Items from a dataset
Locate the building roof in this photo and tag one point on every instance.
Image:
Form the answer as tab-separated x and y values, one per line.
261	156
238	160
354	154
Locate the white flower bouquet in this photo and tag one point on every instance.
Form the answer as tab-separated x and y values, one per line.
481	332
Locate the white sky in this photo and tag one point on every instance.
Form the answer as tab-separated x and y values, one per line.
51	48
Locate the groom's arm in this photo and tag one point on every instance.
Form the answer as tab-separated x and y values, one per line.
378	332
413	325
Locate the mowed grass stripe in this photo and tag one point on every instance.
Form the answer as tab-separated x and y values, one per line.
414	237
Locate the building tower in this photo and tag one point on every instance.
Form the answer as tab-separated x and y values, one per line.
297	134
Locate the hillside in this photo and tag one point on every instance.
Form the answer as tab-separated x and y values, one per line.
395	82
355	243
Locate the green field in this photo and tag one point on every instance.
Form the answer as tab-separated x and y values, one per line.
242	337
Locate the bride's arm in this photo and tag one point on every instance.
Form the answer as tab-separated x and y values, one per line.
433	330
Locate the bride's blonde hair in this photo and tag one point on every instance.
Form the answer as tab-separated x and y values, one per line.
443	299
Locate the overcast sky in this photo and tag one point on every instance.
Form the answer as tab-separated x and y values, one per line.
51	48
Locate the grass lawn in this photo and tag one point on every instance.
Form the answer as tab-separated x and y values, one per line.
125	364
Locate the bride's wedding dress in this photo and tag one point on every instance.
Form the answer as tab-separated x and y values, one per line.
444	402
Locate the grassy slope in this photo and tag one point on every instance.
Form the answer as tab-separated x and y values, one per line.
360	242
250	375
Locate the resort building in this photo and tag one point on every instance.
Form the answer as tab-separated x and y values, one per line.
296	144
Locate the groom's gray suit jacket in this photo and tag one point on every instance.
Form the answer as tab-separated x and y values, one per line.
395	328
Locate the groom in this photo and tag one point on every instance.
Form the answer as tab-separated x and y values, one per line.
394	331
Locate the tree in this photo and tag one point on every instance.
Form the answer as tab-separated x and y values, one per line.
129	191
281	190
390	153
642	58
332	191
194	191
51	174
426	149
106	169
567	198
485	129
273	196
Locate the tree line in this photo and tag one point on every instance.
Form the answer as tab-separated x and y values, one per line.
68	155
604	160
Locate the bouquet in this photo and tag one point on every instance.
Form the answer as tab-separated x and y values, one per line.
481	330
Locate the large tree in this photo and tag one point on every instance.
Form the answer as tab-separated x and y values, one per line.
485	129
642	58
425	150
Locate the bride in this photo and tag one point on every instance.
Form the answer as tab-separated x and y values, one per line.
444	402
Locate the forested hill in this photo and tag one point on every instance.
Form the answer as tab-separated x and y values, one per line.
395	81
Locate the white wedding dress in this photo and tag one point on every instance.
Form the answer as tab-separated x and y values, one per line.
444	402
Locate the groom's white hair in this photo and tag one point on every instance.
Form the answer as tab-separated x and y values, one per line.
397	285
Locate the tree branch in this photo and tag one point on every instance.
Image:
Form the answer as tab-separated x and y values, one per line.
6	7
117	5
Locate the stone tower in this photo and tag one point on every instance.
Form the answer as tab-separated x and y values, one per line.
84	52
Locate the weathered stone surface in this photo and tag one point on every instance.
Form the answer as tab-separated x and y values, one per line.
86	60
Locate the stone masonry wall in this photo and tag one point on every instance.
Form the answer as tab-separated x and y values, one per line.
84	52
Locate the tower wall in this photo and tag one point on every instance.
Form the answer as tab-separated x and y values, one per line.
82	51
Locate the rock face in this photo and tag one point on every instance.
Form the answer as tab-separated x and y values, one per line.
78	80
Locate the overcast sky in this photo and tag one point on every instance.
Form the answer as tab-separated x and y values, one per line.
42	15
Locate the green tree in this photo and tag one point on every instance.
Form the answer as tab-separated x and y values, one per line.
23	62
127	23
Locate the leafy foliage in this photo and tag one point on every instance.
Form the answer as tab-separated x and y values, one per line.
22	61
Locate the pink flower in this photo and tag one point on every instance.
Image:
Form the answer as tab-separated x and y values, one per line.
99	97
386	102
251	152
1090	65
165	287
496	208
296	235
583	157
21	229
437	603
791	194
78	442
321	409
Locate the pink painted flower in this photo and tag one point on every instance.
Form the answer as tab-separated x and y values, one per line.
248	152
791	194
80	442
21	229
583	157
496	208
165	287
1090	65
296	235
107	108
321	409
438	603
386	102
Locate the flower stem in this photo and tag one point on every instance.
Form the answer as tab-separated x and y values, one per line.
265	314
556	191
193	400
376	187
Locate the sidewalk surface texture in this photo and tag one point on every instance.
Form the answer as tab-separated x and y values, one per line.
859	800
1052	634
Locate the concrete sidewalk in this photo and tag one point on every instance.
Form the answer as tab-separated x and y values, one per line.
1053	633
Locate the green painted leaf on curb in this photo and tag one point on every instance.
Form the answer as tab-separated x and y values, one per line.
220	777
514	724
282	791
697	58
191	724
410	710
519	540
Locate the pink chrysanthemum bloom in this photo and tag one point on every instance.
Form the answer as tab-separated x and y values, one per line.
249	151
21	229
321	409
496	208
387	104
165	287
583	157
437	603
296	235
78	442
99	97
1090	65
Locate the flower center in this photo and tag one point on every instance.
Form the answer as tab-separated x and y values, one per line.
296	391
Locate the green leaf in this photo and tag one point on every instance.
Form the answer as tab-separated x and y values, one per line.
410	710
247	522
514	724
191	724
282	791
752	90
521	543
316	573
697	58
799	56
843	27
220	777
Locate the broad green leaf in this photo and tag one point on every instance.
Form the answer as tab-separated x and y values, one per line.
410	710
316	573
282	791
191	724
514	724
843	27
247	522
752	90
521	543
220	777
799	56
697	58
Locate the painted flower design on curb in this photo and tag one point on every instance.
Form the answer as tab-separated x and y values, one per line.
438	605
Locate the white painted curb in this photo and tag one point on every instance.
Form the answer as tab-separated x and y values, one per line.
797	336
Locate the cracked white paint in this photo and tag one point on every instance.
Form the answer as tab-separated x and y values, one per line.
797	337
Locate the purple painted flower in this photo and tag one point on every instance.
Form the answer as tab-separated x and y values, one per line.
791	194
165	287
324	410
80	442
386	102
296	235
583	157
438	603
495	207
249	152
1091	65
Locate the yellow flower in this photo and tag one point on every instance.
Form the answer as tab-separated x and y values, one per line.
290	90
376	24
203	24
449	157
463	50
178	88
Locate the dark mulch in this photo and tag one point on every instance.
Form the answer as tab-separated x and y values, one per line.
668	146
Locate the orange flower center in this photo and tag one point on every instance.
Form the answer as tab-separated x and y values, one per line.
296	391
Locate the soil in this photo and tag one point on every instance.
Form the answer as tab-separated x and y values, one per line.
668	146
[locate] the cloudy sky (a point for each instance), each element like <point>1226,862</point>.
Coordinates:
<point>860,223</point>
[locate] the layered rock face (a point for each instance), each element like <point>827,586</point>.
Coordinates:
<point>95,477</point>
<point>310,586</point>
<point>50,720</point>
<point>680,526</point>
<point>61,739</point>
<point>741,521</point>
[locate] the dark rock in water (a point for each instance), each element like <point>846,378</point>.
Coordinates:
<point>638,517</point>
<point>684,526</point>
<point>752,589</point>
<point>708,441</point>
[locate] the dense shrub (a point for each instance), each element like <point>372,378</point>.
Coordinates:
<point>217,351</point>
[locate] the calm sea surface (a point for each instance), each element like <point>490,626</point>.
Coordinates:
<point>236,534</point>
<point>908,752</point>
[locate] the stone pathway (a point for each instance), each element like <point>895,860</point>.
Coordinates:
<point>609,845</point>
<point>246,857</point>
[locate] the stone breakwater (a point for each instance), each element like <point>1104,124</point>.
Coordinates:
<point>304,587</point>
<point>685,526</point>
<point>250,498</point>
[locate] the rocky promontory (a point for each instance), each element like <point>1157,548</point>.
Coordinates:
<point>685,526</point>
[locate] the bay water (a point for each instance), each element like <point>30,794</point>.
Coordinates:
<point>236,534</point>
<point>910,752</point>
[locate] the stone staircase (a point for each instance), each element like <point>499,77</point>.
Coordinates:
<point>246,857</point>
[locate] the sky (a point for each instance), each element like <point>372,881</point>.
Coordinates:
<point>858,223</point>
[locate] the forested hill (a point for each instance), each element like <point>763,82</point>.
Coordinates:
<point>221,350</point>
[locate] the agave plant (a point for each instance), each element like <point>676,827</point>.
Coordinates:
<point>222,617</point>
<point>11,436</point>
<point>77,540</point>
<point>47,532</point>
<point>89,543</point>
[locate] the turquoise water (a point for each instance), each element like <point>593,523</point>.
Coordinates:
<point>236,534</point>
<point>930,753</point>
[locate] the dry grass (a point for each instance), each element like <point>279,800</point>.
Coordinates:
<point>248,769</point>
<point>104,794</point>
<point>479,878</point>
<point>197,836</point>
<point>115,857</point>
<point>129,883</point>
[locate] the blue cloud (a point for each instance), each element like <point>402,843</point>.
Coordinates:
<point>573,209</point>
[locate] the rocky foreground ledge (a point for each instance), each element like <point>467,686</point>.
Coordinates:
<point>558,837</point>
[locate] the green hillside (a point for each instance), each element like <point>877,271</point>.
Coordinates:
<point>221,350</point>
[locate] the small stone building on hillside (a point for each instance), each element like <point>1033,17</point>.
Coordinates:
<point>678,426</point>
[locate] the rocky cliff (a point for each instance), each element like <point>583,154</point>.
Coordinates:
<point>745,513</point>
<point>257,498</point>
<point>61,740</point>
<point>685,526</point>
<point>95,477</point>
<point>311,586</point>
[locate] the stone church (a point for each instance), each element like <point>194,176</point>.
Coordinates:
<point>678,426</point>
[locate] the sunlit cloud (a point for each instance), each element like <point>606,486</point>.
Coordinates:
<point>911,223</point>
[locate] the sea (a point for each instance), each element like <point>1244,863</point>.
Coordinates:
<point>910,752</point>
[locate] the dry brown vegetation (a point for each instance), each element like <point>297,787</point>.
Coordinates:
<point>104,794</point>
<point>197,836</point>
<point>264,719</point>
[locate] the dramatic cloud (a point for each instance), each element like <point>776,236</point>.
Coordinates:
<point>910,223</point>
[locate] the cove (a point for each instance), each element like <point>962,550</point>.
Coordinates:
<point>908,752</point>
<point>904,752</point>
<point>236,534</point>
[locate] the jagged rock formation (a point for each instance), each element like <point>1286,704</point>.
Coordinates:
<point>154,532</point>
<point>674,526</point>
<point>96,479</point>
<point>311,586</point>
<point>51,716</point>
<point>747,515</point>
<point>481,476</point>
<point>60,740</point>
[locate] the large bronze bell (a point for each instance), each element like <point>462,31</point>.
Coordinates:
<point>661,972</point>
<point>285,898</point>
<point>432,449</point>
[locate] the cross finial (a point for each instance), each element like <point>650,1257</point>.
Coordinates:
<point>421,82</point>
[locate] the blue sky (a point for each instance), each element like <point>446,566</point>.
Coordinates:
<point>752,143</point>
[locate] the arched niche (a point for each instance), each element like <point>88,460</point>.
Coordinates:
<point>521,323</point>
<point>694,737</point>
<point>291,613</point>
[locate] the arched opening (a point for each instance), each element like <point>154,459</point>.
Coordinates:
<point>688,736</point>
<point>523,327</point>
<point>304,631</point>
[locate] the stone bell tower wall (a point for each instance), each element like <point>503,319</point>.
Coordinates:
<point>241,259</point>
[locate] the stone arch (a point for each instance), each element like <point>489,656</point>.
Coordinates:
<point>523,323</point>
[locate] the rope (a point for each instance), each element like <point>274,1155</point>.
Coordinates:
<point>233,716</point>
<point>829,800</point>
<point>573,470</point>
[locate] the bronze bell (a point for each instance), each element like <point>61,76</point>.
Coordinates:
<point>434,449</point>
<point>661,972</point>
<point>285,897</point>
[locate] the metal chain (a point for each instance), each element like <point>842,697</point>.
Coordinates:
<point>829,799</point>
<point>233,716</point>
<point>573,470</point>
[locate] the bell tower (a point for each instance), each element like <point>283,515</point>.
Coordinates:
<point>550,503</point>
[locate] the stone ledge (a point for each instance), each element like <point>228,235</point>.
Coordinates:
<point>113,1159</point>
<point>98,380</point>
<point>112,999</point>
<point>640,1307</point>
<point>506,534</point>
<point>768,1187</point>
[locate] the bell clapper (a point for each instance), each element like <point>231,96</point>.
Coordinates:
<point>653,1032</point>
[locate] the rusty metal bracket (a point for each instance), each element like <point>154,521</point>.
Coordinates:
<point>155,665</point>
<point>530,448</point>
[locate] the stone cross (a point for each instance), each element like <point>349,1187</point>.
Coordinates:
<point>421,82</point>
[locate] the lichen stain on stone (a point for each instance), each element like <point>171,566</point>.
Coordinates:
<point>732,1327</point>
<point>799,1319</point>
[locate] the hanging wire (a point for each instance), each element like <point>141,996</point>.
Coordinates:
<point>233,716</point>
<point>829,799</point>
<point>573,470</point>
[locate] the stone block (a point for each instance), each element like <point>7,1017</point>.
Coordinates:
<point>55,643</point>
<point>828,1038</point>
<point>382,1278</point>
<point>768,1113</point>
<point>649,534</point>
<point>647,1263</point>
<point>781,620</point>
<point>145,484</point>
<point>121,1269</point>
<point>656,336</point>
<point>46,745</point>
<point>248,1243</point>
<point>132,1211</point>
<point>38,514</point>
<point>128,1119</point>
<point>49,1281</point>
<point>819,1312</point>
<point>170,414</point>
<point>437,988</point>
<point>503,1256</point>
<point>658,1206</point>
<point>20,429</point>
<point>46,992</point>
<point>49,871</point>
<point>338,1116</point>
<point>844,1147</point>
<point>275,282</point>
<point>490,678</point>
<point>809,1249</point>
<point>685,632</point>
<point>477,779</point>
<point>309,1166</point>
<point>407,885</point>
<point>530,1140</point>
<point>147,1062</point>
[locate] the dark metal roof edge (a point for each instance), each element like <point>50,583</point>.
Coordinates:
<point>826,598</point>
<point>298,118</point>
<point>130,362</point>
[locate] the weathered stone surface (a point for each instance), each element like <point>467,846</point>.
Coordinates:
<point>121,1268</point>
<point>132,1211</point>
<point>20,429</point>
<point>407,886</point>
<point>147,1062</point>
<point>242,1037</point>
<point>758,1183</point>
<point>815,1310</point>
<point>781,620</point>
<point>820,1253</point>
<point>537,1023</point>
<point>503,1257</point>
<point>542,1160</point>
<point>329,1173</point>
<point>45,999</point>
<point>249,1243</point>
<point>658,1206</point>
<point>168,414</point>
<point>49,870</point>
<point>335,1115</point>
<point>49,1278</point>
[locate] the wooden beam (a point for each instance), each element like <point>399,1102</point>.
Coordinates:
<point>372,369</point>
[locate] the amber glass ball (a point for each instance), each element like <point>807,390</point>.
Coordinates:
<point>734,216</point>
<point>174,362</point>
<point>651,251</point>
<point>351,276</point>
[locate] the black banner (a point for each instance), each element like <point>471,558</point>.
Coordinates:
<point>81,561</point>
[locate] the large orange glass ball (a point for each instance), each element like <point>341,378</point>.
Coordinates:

> _PROBLEM STATEMENT_
Reproduce the records above exactly, starting with the line that contains "[locate] the dark metal" and ending with the last line.

> _TASK ANSWER_
[locate] the dark metal roof edge (a point for each instance), each element like <point>50,583</point>.
Coordinates:
<point>826,598</point>
<point>298,118</point>
<point>130,362</point>
[locate] the weathered stone surface (a point for each instance), each element like <point>467,846</point>.
Coordinates:
<point>121,1268</point>
<point>132,1211</point>
<point>20,429</point>
<point>407,886</point>
<point>147,1062</point>
<point>242,1037</point>
<point>758,1183</point>
<point>815,1310</point>
<point>781,620</point>
<point>820,1253</point>
<point>537,1023</point>
<point>503,1257</point>
<point>542,1160</point>
<point>329,1173</point>
<point>45,999</point>
<point>249,1243</point>
<point>658,1206</point>
<point>168,414</point>
<point>49,870</point>
<point>335,1115</point>
<point>49,1278</point>
[locate] the wooden beam (a point for each instance), each element like <point>399,1102</point>.
Coordinates:
<point>372,369</point>
[locate] the amber glass ball (a point for each instance), each element like <point>807,390</point>.
Coordinates:
<point>734,216</point>
<point>174,362</point>
<point>651,251</point>
<point>351,276</point>
[locate] the black banner (a point for each instance), each element like <point>471,558</point>.
Coordinates:
<point>81,561</point>
[locate] the large orange glass ball (a point for each instance), each element like <point>341,378</point>.
Coordinates:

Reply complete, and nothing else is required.